Swap every "pin" in the listing below for "marker" and write the lines out again, changing nothing else.

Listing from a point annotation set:
>> start

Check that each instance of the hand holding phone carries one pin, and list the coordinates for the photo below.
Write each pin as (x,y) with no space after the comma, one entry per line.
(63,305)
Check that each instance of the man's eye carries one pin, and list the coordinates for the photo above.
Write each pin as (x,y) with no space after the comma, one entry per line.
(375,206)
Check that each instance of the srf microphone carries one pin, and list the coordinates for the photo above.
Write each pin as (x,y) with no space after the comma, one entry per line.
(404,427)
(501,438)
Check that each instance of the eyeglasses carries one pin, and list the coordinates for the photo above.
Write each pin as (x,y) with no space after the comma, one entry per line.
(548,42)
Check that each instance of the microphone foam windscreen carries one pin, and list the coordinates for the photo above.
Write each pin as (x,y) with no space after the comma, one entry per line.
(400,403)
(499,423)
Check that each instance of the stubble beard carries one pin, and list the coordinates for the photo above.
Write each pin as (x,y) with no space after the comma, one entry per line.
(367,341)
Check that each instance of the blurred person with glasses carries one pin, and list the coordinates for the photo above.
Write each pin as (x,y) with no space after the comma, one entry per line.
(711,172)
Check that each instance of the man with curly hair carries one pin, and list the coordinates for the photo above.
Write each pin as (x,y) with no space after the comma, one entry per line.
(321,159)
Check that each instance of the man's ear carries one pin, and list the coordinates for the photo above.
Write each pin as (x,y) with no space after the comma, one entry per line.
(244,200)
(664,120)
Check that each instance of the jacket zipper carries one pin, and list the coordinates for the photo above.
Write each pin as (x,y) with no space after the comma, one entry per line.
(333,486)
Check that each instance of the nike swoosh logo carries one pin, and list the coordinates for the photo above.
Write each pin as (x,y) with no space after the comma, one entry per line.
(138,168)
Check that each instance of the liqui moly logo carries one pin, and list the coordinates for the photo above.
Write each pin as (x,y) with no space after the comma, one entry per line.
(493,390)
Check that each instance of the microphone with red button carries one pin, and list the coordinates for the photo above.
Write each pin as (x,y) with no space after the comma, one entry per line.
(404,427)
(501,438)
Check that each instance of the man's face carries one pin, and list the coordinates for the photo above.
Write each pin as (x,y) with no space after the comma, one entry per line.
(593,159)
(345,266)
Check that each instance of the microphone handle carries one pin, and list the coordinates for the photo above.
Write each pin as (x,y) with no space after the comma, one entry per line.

>> end

→ WORKED SOLUTION:
Check that each instance of the hand holding phone carries one marker, and list the coordinates for the photo below.
Write each marker as (x,y) with no space after the comma, one entry per line.
(63,305)
Check that each instance of the man's eye carries one marker, and list the coordinates for the photo above.
Write each marker as (x,y) with no space after the comma, one entry per line.
(375,206)
Check that each instance of the srf microphone carries one marker, and list the coordinates for the photo above.
Write each marker as (x,y) with no space after the comma, one entry per line.
(404,427)
(501,438)
Check that each instance of the eyeglasses carries one marker, and list the coordinates for the photo above.
Write each marker as (x,y) with no space after the comma, one entry per line.
(548,42)
Check that each instance of the microphone foam windscreen carries one marker, and list the coordinates for the photo above.
Write each marker as (x,y) with no space after the comma, one entry per line.
(400,403)
(499,423)
Check that each instance of the stubble beard carries one marker, and list the coordinates for the photo above.
Write each marker as (x,y) with no space after the comma, one entry per line.
(367,341)
Check that each instance of the blurred person with glasses carries one marker, and list the coordinates for the photo above.
Write each marker as (x,y) with no space after the comma, one entry per line.
(711,172)
Check that each instance of the man with curly hair carries one marker, and list the coordinates for the photo above.
Write each marker as (x,y) with no space after the comma, one entry per line.
(321,159)
Check that each instance of the man's ear carries one marker, and list the coordinates for the photo above.
Write each marker as (x,y) with no space after the comma, one entry per line.
(244,200)
(664,120)
Check that each instance of the jacket zipper carries one marker, and list the coordinates for the photo above.
Write each marker as (x,y) with no space after the comma, one entry per line.
(333,486)
Check that each instance of the nike swoosh logo carries one marker, and list the coordinates for the photo above.
Write each marker as (x,y) with no space after the comma, one entry per line.
(138,168)
Check that each instance of the liqui moly logo carries one marker, and list the coordinates for the photo above.
Write each marker as (x,y) with no space after the comma, one entry per line.
(493,390)
Check that each instance of the microphone with red button carries one marker, and list the coordinates for the photo above.
Write each marker as (x,y) with no space after the comma, one entry per line.
(404,427)
(501,438)
Check that each instance of the man's face carries one marker, and list the coordinates for the photo above.
Write each marker as (x,y) with no space after the comma, one entry per line.
(593,159)
(345,266)
Check that each instance of the microphone handle carries one marker, and list the coordinates for the photo above.
Write each marker as (x,y) with no space after the comma, one entry per line.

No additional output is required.